Natural language region descriptions
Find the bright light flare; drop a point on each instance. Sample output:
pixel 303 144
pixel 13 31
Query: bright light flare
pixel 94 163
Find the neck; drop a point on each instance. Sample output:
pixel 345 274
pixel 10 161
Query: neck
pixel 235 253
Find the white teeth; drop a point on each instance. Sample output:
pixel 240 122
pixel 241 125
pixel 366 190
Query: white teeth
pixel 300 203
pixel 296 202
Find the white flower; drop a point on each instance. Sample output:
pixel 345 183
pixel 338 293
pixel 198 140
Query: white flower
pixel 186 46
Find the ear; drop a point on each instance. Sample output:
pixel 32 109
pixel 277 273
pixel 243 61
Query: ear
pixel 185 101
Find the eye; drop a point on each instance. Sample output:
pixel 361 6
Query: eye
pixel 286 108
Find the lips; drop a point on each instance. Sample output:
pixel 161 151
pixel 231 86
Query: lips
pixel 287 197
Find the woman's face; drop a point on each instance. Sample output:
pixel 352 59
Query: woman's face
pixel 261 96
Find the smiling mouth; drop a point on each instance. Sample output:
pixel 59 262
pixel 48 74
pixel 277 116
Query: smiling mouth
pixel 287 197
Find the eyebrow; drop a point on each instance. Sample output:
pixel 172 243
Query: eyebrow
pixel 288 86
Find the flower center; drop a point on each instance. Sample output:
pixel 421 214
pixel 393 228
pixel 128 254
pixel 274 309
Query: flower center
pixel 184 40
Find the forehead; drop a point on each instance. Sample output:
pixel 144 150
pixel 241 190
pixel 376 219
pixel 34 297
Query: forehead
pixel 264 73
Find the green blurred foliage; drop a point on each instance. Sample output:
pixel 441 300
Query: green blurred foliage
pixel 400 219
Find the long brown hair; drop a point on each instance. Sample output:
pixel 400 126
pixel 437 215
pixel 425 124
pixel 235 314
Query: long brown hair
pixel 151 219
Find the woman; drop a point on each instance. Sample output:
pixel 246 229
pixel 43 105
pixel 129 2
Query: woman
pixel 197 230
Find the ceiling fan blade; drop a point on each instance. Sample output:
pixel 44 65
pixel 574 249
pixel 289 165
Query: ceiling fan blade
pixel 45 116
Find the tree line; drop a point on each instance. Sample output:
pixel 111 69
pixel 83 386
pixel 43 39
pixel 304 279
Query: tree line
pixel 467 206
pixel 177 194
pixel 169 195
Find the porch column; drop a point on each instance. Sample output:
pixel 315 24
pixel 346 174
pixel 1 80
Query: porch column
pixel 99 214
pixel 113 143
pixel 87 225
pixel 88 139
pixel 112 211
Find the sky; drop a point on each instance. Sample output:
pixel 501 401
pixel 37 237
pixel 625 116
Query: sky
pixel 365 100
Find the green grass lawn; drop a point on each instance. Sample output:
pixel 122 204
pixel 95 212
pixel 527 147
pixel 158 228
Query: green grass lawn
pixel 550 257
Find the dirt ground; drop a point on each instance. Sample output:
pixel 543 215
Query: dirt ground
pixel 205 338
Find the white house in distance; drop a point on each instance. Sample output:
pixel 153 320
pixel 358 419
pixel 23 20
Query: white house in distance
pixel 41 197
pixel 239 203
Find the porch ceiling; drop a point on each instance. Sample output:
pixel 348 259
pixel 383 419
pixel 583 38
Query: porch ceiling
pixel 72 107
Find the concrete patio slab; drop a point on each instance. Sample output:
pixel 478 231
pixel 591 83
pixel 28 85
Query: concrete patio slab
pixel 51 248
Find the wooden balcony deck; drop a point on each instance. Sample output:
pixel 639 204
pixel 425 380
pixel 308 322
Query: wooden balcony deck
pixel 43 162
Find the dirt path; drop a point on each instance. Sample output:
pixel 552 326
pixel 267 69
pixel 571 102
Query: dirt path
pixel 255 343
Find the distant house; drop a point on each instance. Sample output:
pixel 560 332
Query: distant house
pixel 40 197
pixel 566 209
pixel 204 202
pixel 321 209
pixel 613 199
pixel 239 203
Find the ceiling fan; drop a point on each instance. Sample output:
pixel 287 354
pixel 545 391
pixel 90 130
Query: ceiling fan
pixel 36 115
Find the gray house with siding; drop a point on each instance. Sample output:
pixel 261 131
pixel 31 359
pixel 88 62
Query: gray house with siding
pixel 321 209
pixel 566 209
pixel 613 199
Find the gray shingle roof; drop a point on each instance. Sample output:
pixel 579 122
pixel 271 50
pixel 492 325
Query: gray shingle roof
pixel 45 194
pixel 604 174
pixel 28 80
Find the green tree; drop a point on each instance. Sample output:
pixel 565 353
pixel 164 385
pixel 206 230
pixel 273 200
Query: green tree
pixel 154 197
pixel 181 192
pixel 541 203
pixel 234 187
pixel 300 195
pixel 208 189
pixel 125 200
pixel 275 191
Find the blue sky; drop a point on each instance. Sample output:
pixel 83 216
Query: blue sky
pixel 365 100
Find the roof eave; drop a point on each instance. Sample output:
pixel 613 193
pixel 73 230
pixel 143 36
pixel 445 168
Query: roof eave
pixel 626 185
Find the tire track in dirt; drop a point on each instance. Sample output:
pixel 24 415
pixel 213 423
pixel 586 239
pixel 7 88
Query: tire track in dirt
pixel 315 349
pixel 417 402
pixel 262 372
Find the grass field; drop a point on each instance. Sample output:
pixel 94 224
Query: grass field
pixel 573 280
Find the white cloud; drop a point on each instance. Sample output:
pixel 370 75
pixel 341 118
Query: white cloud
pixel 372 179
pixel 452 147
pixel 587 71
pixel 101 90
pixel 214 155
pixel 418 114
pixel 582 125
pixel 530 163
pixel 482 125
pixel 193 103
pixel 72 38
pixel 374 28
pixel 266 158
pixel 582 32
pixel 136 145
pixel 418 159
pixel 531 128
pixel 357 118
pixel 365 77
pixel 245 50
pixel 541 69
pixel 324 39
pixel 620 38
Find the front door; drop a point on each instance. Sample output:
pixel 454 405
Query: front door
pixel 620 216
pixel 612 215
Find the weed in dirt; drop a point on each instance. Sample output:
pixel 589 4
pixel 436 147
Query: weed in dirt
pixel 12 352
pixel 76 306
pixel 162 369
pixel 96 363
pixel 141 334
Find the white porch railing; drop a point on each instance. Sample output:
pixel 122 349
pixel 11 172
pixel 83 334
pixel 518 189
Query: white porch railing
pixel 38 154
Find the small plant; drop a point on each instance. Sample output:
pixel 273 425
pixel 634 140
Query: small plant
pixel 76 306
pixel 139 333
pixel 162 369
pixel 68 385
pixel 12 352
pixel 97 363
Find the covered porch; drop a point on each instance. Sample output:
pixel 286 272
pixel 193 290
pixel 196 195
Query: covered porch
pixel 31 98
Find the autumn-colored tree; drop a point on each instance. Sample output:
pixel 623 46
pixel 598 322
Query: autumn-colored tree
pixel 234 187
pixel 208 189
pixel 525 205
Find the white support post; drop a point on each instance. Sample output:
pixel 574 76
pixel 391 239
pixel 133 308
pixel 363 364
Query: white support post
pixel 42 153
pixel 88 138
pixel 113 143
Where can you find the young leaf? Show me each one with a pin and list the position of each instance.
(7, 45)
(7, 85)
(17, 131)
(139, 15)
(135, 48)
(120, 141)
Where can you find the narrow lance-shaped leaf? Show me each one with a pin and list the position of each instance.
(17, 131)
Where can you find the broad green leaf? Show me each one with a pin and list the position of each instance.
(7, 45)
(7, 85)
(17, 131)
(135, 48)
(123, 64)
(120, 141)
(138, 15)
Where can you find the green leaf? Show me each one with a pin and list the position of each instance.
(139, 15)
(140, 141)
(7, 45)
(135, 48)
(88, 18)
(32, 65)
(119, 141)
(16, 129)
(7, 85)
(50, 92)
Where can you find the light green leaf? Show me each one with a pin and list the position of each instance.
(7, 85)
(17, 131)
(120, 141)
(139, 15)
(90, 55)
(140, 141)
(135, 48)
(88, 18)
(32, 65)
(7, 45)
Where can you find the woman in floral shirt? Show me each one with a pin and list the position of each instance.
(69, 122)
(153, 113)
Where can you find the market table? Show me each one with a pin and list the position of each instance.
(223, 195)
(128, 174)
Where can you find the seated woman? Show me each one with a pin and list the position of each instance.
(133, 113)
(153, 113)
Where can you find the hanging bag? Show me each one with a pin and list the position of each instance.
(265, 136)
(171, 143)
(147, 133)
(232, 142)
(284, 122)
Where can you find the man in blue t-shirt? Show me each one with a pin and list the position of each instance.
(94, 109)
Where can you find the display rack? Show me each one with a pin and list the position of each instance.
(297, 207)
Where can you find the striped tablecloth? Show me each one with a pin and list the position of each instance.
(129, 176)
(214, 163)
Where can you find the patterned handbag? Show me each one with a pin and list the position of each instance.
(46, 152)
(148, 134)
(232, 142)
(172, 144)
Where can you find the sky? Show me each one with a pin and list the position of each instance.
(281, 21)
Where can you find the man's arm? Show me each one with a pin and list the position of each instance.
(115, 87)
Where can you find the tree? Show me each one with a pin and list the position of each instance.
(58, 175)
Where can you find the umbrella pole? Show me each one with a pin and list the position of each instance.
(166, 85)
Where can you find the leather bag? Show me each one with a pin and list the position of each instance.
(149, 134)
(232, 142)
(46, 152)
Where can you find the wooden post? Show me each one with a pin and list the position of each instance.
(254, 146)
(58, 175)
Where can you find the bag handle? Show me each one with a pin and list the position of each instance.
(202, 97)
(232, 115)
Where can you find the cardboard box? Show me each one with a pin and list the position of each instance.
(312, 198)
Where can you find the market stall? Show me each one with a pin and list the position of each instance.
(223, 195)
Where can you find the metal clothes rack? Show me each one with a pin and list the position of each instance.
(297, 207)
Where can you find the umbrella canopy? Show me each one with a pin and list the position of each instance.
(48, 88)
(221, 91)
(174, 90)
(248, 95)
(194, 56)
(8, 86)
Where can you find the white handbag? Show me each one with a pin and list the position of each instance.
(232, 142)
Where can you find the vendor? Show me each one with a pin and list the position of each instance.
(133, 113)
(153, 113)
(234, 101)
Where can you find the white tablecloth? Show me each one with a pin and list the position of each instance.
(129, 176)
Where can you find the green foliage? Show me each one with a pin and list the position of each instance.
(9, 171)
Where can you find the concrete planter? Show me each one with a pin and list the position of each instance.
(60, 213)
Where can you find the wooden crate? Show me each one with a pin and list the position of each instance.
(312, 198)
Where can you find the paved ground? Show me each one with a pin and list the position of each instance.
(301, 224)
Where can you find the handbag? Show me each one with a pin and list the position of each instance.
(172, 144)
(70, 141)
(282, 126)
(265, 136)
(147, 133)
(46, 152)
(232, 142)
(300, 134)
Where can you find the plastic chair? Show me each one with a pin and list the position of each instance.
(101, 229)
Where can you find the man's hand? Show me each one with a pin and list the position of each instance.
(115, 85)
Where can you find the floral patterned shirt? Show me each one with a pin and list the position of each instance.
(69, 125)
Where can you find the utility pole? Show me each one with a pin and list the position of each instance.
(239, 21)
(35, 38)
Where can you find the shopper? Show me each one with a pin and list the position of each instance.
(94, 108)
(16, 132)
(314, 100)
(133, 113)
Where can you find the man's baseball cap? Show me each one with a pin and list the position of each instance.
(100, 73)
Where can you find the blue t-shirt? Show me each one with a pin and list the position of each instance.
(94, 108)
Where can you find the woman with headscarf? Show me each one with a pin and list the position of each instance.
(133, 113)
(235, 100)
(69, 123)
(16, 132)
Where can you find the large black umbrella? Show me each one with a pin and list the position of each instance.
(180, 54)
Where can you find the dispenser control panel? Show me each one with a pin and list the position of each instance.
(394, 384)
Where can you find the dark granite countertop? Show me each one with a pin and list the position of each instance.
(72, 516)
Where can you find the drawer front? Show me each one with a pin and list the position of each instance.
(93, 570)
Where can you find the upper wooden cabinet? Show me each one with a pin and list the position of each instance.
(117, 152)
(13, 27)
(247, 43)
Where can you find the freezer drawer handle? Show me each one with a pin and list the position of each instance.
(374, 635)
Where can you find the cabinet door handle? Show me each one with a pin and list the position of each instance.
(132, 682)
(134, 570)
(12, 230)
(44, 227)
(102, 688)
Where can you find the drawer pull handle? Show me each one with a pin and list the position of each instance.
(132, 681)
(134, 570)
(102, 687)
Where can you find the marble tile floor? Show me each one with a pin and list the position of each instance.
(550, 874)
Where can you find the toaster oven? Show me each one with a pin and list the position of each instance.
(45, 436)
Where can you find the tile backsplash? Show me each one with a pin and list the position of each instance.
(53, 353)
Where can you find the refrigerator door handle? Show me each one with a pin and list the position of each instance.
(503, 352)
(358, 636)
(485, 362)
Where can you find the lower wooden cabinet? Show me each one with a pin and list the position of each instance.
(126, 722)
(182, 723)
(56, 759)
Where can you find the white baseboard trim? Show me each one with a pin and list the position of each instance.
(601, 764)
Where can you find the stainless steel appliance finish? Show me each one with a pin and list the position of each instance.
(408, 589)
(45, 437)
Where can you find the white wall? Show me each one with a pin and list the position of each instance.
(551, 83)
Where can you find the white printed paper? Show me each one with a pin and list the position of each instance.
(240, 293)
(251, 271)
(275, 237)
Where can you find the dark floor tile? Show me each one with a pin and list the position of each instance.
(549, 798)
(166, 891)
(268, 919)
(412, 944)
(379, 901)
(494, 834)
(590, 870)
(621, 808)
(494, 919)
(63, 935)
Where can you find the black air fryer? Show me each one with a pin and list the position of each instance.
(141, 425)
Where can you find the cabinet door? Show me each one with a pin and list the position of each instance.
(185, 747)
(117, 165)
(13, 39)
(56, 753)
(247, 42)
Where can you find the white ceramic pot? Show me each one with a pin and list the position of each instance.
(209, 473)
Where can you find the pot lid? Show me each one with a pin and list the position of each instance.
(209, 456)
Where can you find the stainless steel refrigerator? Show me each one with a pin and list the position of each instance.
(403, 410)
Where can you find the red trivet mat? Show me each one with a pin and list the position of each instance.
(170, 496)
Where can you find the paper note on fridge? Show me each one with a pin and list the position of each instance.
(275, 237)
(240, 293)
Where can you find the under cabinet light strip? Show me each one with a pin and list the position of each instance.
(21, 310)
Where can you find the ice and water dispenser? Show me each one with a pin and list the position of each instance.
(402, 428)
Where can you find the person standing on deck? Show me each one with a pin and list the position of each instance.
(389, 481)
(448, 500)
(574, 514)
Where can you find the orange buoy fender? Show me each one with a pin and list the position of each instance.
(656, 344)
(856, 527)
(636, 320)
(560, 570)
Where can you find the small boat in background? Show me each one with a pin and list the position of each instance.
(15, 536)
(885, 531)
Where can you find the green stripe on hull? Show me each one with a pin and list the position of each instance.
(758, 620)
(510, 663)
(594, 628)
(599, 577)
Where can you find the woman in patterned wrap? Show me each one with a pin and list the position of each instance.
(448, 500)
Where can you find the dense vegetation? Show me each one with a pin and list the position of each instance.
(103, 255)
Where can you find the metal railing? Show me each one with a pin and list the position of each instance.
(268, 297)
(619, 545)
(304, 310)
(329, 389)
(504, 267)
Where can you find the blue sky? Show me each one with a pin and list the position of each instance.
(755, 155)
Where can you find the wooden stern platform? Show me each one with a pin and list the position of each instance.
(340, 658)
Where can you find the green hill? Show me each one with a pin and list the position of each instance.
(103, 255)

YOUR INSTRUCTIONS:
Please set down again, word for word, only the lines from the start of the entries through the line with "pixel 241 125", both ends included.

ANSWER BOX:
Find the bright light flare; drop a point on each instance. Sample output:
pixel 303 144
pixel 13 31
Query: bright light flare
pixel 94 163
Find the neck; drop a point on each instance. Sample output:
pixel 345 274
pixel 10 161
Query: neck
pixel 235 253
Find the white teeth; drop a point on each instance. Sample output:
pixel 240 122
pixel 241 125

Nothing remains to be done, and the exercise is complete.